BEGIN LISTED RECORDS

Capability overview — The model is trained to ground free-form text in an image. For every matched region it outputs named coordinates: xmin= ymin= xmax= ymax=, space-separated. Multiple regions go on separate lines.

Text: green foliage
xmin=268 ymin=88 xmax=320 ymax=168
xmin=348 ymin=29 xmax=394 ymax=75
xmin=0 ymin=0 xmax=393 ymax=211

END LISTED RECORDS

THE TASK
Please reproduce all of the entries above exactly as they appear.

RESULT OF THIS EXERCISE
Capability overview — The model is trained to ground free-form text in an image. For every matched region it outputs named coordinates: xmin= ymin= xmax= ymax=, space-separated. Multiple regions go on separate lines.

Text: green foliage
xmin=268 ymin=88 xmax=320 ymax=168
xmin=348 ymin=29 xmax=394 ymax=75
xmin=0 ymin=0 xmax=393 ymax=211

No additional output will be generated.